## Exercise instructions
1. In the excavation account, rewrite the passage from "Of the explorations" up to and including "at this point.", putting "temple" wherever "sanctuary" appears.
2. According to the excavation account, how deep was the debris where the valley emerged from beneath the east wall?

## Document excerpt
The inspection was over, but effendis could not be trusted to report truthfully, so that a dragoman had to be despatched to confront them in the Pacha's presence, and thus the matter was brought to a favorable issue, and the explorations were allowed to proceed.

Further researches along the east wall were rendered difficult, in consequence of the western tombs which lie close to it. "The same people who see no harm in the destruction of them while quarrying, in using them as stables, and in building the tombstones into their houses, think it desecration for a Frank in any way to examine these interesting relics."

The nearest point available was 143 feet distant from the wall, and at that distance a shaft was sunk opposite the Golden Gate, and a gallery run towards the south side; but it had to be discontinued, as the shingle came rushing in so suddenly as to bury some of the tools and filled it up, rendering further work impossible. It was found that the miners could not be kept in such dangerous places except at intervals, since their nerves became so unstrung as to render necessary a resort to safer labor for a few days.

Of the explorations at the north-east angle the material results appear to be that the wall is discovered of a different construction from that at the other angles of the sanctuary. At the angle it rises upward unbroken, and forms part of the so-called Tower of Antonia, and beyond the angle it continues without any break as the city wall. A valley was found to run under this corner and to emerge from beneath the east wall at 58 feet from the north-east angle, the debris at this point being 125 feet deep. The bottom of the valley is 165 feet below the Sakhra; the wall of the sanctuary is 150 feet in height at this point.

## Material supplied
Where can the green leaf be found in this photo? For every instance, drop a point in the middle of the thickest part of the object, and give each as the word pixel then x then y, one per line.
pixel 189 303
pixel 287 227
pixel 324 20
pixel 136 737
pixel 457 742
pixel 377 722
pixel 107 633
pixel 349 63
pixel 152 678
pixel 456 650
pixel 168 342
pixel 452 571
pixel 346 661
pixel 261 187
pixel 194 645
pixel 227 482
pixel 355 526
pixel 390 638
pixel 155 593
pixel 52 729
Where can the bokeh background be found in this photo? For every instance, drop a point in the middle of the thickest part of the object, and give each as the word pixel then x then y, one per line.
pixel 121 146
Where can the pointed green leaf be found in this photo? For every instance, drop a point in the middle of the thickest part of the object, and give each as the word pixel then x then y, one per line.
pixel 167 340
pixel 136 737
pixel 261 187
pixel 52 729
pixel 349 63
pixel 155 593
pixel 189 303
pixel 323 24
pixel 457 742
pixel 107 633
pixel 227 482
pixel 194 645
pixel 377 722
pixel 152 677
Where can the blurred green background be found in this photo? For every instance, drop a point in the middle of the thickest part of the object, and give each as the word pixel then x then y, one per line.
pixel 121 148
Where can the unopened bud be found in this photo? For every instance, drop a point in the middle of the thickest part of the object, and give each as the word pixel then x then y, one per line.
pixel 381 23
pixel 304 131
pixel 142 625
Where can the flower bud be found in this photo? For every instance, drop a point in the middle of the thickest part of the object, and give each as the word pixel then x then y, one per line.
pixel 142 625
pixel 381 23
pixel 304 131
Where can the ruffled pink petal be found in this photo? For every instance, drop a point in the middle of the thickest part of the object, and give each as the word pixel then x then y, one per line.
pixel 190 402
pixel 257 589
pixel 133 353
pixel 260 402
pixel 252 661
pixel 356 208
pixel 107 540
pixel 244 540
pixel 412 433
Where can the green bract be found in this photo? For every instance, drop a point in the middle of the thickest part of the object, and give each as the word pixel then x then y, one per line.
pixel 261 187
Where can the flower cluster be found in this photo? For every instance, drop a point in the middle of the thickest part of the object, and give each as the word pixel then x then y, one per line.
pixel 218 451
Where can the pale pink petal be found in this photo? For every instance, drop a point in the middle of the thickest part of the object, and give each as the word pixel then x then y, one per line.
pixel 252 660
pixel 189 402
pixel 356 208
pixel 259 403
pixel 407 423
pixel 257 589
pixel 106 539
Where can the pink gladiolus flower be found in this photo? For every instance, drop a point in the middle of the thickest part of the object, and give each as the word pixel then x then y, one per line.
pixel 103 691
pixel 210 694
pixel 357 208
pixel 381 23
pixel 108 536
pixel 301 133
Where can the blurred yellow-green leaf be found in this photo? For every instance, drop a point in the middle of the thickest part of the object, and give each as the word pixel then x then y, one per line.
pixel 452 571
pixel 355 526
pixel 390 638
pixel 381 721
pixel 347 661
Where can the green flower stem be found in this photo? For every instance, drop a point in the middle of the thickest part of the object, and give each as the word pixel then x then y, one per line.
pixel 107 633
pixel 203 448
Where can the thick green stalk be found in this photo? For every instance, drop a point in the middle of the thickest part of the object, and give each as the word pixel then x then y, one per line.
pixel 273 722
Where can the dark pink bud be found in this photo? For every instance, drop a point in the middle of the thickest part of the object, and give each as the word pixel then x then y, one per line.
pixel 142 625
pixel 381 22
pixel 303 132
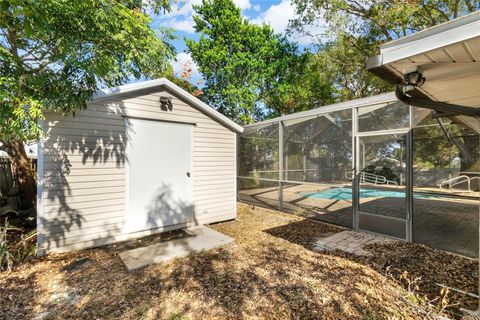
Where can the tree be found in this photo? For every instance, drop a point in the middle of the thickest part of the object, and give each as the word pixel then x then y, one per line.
pixel 356 28
pixel 54 54
pixel 249 70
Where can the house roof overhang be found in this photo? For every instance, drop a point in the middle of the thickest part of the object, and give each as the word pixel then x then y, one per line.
pixel 448 57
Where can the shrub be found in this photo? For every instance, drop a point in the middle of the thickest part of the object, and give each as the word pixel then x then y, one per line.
pixel 15 246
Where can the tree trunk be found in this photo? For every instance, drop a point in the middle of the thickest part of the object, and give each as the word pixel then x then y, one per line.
pixel 27 185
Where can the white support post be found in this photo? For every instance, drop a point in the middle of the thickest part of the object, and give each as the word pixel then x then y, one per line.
pixel 280 165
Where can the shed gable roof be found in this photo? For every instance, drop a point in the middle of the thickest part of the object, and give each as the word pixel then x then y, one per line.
pixel 165 83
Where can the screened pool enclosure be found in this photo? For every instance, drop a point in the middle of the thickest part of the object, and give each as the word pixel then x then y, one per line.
pixel 373 164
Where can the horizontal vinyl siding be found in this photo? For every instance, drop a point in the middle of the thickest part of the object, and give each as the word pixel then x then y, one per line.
pixel 84 198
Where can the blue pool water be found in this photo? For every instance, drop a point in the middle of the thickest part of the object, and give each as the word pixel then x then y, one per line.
pixel 346 194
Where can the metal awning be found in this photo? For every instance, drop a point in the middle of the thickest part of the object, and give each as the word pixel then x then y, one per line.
pixel 448 57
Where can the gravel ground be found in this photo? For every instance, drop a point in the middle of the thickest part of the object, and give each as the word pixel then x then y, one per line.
pixel 269 272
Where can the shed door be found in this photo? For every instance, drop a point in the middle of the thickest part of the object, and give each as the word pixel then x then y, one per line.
pixel 159 184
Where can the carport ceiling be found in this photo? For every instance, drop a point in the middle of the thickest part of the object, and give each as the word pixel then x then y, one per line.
pixel 447 55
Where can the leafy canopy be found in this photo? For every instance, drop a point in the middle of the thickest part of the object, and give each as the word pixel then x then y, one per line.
pixel 355 28
pixel 54 54
pixel 249 71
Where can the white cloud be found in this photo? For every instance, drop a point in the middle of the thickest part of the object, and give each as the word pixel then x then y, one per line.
pixel 185 25
pixel 243 4
pixel 278 17
pixel 185 59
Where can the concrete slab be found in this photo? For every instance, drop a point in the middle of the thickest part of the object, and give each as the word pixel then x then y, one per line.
pixel 201 239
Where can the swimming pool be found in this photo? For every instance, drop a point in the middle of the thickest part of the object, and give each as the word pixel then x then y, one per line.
pixel 346 194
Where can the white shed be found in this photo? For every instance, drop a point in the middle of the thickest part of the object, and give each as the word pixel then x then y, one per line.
pixel 141 159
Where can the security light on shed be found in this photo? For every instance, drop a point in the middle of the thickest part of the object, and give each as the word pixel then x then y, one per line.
pixel 412 80
pixel 166 103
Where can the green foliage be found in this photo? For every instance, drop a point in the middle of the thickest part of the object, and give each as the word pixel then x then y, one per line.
pixel 15 250
pixel 355 28
pixel 249 70
pixel 54 54
pixel 380 20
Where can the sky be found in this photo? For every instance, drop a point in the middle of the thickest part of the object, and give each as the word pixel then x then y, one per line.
pixel 276 13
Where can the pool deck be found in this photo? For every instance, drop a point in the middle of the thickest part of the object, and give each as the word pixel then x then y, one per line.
pixel 445 223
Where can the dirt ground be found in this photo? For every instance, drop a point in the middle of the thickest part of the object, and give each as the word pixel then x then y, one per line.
pixel 269 272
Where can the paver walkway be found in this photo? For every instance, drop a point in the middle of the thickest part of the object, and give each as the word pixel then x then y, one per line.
pixel 349 241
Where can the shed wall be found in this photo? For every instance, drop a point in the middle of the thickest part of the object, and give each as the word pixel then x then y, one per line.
pixel 84 170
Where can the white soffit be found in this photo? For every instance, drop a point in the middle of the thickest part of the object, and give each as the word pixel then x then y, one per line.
pixel 448 55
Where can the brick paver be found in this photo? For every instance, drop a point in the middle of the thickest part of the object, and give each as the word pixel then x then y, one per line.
pixel 349 241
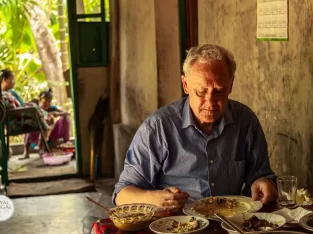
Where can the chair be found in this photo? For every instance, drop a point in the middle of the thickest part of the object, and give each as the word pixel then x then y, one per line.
pixel 27 127
pixel 19 115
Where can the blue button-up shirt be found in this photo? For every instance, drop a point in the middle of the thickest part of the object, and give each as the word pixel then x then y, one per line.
pixel 169 150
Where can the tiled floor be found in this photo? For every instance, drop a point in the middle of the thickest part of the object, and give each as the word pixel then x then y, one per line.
pixel 34 167
pixel 66 214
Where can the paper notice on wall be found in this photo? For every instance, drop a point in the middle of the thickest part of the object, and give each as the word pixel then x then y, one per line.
pixel 272 20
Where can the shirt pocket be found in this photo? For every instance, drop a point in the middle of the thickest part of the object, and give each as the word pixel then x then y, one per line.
pixel 236 174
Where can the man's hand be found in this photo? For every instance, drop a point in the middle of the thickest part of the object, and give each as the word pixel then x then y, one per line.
pixel 264 190
pixel 172 199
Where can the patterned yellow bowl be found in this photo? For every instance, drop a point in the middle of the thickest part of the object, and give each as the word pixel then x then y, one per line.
pixel 133 217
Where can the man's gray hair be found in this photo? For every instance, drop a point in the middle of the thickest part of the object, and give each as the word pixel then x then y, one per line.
pixel 208 53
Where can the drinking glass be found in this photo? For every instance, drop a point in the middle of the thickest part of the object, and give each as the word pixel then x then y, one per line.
pixel 287 191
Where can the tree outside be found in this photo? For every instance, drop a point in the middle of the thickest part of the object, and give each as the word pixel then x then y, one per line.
pixel 34 44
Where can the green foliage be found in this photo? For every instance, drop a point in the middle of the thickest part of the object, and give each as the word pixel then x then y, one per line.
pixel 18 51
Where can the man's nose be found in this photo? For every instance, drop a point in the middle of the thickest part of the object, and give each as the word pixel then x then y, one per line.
pixel 209 97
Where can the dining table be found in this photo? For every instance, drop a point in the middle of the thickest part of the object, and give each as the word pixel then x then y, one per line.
pixel 105 226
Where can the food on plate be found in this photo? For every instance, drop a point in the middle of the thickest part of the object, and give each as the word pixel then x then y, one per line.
pixel 225 206
pixel 256 224
pixel 178 227
pixel 67 145
pixel 226 202
pixel 131 216
pixel 303 197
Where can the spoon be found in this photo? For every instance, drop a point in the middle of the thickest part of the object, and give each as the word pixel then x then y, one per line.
pixel 229 223
pixel 98 204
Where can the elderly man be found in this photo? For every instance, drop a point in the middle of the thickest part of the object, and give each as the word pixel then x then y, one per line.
pixel 202 145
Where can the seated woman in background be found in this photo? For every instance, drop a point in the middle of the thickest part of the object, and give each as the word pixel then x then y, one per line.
pixel 60 130
pixel 7 86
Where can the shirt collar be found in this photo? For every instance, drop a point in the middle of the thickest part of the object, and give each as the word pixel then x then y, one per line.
pixel 187 118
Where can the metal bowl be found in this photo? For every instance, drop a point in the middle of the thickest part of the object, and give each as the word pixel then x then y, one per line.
pixel 133 217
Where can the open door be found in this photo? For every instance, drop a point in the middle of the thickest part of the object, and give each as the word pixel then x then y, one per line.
pixel 89 40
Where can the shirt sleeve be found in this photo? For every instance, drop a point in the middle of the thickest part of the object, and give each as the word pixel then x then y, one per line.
pixel 258 164
pixel 142 161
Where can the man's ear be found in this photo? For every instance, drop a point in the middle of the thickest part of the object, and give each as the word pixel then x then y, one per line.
pixel 231 84
pixel 185 84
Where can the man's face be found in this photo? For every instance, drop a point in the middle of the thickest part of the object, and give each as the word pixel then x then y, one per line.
pixel 46 103
pixel 208 86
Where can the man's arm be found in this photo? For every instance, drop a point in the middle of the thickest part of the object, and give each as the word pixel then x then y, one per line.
pixel 137 183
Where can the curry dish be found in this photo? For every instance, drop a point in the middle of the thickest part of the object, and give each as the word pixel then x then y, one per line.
pixel 225 206
pixel 178 227
pixel 256 224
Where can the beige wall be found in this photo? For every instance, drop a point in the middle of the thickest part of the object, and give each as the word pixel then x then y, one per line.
pixel 273 78
pixel 138 61
pixel 92 83
pixel 168 51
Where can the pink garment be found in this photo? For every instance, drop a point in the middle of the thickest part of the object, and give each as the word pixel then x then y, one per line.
pixel 61 129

## The replies
1.
Of the explorations at the north-east angle the material results appear to be that the wall is discovered of a different construction from that at the other angles of the temple. At the angle it rises upward unbroken, and forms part of the so-called Tower of Antonia, and beyond the angle it continues without any break as the city wall. A valley was found to run under this corner and to emerge from beneath the east wall at 58 feet from the north-east angle, the debris at this point being 125 feet deep. The bottom of the valley is 165 feet below the Sakhra; the wall of the temple is 150 feet in height at this point.

2. 125 feet.